GIVEN PASSAGE.
*** Block opens ***

Jack Nicholson (The Two Jakes) and Kevin Costner (Dances With Wolves) are just two recent examples of movie stars becoming movie directors. Here are the major one-shot efforts of actor-auteurs on video:
Night of the Hunter (1955, MGM/UA)
Charles Laughton didn't appear
in the only film he directed, but his personality a strange mixture
of the effete and the physically foreboding comes through more
strongly than in any of the films mentioned above. A unique,
dreamlike parable of two children menaced by a bogus preacher (Robert
Mitchum, in easily his best performance), Night of the Hunter is
close to folk art in its naive power. A+
The Kentuckian (1955, Playhouse)
This frontier adventure remains
Burt Lancaster's sole stint behind the camera, and, like Lancaster,
the film is both rugged and spry. What starts out as an uninspired
action saga takes a philosophical turn when Lancaster's character
falls for a schoolmarm and the movie debates the values of
civilization versus frontier spirit. The wide-screen photography has
been poorly cropped on video, but any movie that features Walter
Matthau (in his film debut) as a whip-wielding bad guy is worth
renting. B
Yentl (1983, MGM/UA)
Echoes of the Barbra Streisand persona
interlace her musical adaptation of Isaac Bashevis Singer's story:
Just as Yentl disguises herself as a boy in order to study the Talmud to get what she wants against all objections so Streisand
overcame gender and gawkiness to become a Hollywood mogul. That
personal dimension makes Yentl her most touching film. B
One Eyed Jacks (1961, Goodtimes or Paramount)

*** Block closes ***

HOW TO COMPLETE THIS TASK.
Answer these questions from the reviews of films by actor-directors:
1. Who plays the bogus preacher in Night of the Hunter?
2. Which actor made his film debut in The Kentuckian?
3. Why does Yentl disguise herself as a boy?
The rows below the film reviews are taken from a separate source.

DATA UNDER STUDY.

*** Block opens ***

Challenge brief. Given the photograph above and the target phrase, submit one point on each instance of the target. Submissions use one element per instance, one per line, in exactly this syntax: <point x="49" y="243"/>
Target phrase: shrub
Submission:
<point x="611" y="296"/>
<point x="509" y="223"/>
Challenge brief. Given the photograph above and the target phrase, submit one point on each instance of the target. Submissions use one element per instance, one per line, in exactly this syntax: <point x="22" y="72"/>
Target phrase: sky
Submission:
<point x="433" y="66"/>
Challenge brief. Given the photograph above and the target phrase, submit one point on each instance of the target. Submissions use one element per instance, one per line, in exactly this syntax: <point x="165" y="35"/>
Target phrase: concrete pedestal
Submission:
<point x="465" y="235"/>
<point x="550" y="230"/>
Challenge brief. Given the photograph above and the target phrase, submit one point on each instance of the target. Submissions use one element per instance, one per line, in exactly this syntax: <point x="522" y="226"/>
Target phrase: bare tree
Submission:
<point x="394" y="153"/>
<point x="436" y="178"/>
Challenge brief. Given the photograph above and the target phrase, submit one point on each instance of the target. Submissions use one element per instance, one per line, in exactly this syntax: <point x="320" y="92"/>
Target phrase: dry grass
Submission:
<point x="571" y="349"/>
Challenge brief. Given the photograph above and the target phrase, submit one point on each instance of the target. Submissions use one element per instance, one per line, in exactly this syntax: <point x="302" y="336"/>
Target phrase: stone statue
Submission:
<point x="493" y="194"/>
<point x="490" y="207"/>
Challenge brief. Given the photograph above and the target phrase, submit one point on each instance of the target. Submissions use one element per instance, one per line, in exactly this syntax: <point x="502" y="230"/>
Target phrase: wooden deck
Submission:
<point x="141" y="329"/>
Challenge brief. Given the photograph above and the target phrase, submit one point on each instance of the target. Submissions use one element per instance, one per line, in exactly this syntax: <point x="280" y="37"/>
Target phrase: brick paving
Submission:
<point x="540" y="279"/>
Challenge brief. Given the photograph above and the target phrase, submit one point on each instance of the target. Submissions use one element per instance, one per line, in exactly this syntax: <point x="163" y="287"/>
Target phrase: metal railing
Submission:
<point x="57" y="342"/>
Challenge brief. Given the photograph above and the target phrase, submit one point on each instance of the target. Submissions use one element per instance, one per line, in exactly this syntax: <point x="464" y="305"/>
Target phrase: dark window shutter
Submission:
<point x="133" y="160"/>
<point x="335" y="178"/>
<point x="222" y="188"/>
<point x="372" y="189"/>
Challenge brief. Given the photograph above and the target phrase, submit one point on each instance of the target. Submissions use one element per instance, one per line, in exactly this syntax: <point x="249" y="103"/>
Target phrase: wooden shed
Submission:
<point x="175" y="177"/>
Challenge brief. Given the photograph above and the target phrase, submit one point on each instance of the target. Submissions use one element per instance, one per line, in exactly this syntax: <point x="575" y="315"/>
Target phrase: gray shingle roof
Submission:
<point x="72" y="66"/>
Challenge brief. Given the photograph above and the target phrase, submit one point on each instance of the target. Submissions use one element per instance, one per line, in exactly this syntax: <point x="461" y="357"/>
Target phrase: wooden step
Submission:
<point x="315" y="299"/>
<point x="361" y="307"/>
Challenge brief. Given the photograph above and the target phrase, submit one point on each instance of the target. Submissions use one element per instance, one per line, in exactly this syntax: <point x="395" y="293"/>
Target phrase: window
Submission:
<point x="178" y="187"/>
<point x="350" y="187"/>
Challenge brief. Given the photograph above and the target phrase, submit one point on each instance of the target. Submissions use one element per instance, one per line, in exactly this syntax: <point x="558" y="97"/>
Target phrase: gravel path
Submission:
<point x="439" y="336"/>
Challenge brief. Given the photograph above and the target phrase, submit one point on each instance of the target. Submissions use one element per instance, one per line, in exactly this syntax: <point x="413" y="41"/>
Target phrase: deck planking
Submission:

*** Block closes ***

EXERCISE RESULT.
1. Robert Mitchum
2. Walter Matthau
3. To study the Talmud